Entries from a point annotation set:
-- begin --

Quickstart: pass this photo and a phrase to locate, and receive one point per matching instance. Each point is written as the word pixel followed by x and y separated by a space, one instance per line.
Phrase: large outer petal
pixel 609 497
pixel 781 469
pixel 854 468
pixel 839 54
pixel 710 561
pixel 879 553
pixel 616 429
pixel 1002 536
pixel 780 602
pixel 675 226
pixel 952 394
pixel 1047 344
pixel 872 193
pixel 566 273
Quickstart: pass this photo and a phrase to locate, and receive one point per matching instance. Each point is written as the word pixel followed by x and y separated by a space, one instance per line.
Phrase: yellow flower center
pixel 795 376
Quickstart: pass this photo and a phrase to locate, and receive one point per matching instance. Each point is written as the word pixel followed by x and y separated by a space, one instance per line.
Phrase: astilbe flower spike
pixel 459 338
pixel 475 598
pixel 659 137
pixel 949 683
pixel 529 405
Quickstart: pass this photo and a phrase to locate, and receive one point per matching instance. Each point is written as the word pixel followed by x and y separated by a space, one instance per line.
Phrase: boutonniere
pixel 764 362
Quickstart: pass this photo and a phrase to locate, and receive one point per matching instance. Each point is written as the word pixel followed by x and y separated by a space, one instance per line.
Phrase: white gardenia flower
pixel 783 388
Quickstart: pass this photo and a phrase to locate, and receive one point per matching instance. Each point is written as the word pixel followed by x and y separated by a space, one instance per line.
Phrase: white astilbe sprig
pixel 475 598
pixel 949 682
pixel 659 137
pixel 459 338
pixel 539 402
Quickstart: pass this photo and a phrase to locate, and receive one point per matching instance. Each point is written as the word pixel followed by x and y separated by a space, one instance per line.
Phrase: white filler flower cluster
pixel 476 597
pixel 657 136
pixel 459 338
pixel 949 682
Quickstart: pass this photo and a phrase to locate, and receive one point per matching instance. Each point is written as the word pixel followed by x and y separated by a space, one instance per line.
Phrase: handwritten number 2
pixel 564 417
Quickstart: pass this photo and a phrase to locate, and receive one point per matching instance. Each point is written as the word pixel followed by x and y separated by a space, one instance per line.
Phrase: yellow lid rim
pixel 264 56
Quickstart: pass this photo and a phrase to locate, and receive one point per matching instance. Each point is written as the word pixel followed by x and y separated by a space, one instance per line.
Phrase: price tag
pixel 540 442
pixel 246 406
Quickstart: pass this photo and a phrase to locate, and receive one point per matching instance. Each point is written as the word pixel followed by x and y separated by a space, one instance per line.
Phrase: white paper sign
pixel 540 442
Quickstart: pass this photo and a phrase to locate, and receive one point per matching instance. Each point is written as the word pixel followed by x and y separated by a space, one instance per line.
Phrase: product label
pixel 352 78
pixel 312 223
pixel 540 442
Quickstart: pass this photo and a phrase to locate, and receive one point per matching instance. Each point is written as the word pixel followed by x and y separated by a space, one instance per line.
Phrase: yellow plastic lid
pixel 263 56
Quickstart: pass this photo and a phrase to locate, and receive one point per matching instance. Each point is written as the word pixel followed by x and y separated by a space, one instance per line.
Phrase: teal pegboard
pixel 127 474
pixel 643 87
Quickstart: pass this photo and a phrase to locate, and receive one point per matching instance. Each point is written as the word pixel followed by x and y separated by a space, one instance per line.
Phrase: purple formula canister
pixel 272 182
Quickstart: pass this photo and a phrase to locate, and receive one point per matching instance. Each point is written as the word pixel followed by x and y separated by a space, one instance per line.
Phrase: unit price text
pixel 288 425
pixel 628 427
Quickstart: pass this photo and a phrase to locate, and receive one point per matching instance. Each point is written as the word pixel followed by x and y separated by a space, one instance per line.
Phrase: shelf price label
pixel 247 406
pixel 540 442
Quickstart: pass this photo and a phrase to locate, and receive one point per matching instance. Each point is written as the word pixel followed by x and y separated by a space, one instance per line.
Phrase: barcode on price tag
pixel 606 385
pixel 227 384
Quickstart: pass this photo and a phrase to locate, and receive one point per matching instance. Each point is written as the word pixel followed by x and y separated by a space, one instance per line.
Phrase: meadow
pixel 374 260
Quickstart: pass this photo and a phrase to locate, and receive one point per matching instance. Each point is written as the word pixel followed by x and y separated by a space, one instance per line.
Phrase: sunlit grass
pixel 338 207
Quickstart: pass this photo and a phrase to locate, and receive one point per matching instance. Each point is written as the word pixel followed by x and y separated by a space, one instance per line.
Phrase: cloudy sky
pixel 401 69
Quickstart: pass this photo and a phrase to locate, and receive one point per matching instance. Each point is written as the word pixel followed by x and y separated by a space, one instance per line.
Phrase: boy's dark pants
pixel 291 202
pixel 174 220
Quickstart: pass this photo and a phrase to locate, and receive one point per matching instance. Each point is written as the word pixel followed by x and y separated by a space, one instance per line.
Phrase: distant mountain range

-- end --

### Exercise requirements
Convert every line of the listing above into a numbered list, omitting any blank lines.

### Task answer
1. Quickstart: pass this photo and a phrase to locate, and receive one point per matching instance. Each point is written as the word pixel followed by x and y separated by a space, one instance per line.
2. Phrase: large outer petal
3. pixel 609 497
4. pixel 781 469
5. pixel 854 468
6. pixel 839 54
7. pixel 710 561
8. pixel 879 553
9. pixel 616 429
10. pixel 1002 536
11. pixel 780 602
12. pixel 675 226
13. pixel 952 394
14. pixel 1047 344
15. pixel 872 193
16. pixel 566 273
17. Quickstart: pass this photo and a phrase to locate, and receive one point per matching instance. Each point is written as the word pixel followed by x and y separated by a space, one instance per line.
18. Phrase: yellow flower center
19. pixel 795 376
20. Quickstart: pass this photo and a phrase to locate, and receive one point per matching instance. Each point is written as the word pixel followed by x and y separated by a space, one instance per line.
21. Phrase: astilbe flower spike
22. pixel 459 338
23. pixel 475 598
24. pixel 659 137
25. pixel 949 683
26. pixel 529 405
27. Quickstart: pass this photo and a phrase to locate, and receive one point per matching instance. Each point is written as the word pixel followed by x and y separated by a space, one instance per line.
28. Phrase: boutonniere
29. pixel 764 362
30. Quickstart: pass this photo and a phrase to locate, and receive one point per matching instance. Each point is written as the word pixel followed by x and y separated by a space, one instance per line.
31. Phrase: white gardenia flower
32. pixel 783 388
33. Quickstart: pass this photo and a phrase to locate, and receive one point per matching instance. Each point is written as the word pixel followed by x and y separated by a space, one instance per line.
34. Phrase: white astilbe sprig
35. pixel 475 598
36. pixel 949 682
37. pixel 659 137
38. pixel 459 338
39. pixel 539 402
40. Quickstart: pass this photo and a phrase to locate, and receive one point per matching instance. Each point is written as the word pixel followed by x and y separated by a space, one instance per line.
41. Phrase: white filler flower cluster
42. pixel 476 597
43. pixel 657 136
44. pixel 459 338
45. pixel 949 682
46. Quickstart: pass this photo and a phrase to locate, and receive one point per matching instance. Each point is written as the word pixel followed by x and y separated by a space, one instance per line.
47. Phrase: handwritten number 2
48. pixel 564 417
49. Quickstart: pass this photo and a phrase to locate, and receive one point per matching instance. Each point is written as the word pixel followed by x and y separated by a space, one instance per line.
50. Phrase: yellow lid rim
51. pixel 264 56
52. Quickstart: pass this photo and a phrase to locate, and receive one point per matching instance. Each point is written as the word pixel followed by x and y separated by a space, one instance per line.
53. Phrase: price tag
54. pixel 540 442
55. pixel 246 406
56. Quickstart: pass this photo and a phrase to locate, and receive one point per matching instance. Each point is written as the word pixel followed by x and y separated by a space, one instance per line.
57. Phrase: white paper sign
58. pixel 540 442
59. Quickstart: pass this photo and a phrase to locate, and receive one point per matching instance. Each point is written as the word pixel followed by x and y separated by a space, one instance per line.
60. Phrase: product label
61. pixel 352 78
62. pixel 312 223
63. pixel 540 442
64. Quickstart: pass this photo and a phrase to locate, and receive one point per matching instance. Each point is written as the word pixel followed by x and y separated by a space, one instance per line.
65. Phrase: yellow plastic lid
66. pixel 263 56
67. Quickstart: pass this photo and a phrase to locate, and receive one point per matching instance. Each point is written as the word pixel followed by x and y separated by a space, one instance per line.
68. Phrase: teal pegboard
69. pixel 127 474
70. pixel 643 87
71. Quickstart: pass this photo and a phrase to locate, and receive one point per matching instance. Each point is written as the word pixel followed by x and y separated by a space, one instance per line.
72. Phrase: purple formula canister
73. pixel 272 182
74. Quickstart: pass this photo and a phrase to locate, and receive one point per matching instance. Each point is written as the word pixel followed by x and y separated by a space, one instance per line.
75. Phrase: unit price text
76. pixel 288 425
77. pixel 628 427
78. Quickstart: pass this photo and a phrase to locate, and receive one point per matching instance. Each point is written as the word pixel followed by x and y separated by a space, one instance per line.
79. Phrase: shelf price label
80. pixel 247 406
81. pixel 540 442
82. Quickstart: pass this photo and a phrase to locate, and receive one point per matching instance. Each point is written as the word pixel followed by x and y separated by a space, one instance per line.
83. Phrase: barcode on price tag
84. pixel 606 385
85. pixel 227 384
86. Quickstart: pass this photo and a phrase to locate, and receive one point per matching instance. Each point is written as the word pixel followed by x and y separated by a space, one instance per line.
87. Phrase: meadow
88. pixel 374 260
89. Quickstart: pass this photo and a phrase to locate, and receive one point per matching instance. Each point is written as the word pixel followed by x and y separated by a space, one instance per line.
90. Phrase: sunlit grass
91. pixel 338 207
92. Quickstart: pass this photo and a phrase to locate, and receive one point per matching instance. Each point is written as the word pixel followed by x and y separated by a space, one instance per line.
93. Phrase: cloudy sky
94. pixel 401 69
95. Quickstart: pass this photo and a phrase to locate, and receive one point per matching instance. Each point is written as the word pixel followed by x and y separated by a space, one instance per line.
96. Phrase: boy's dark pants
97. pixel 291 202
98. pixel 174 220
99. Quickstart: pass this photo and a phrase to locate, and receive one point per matching instance. Each point is written as the word pixel followed by x and y separated by a space, one instance per line.
100. Phrase: distant mountain range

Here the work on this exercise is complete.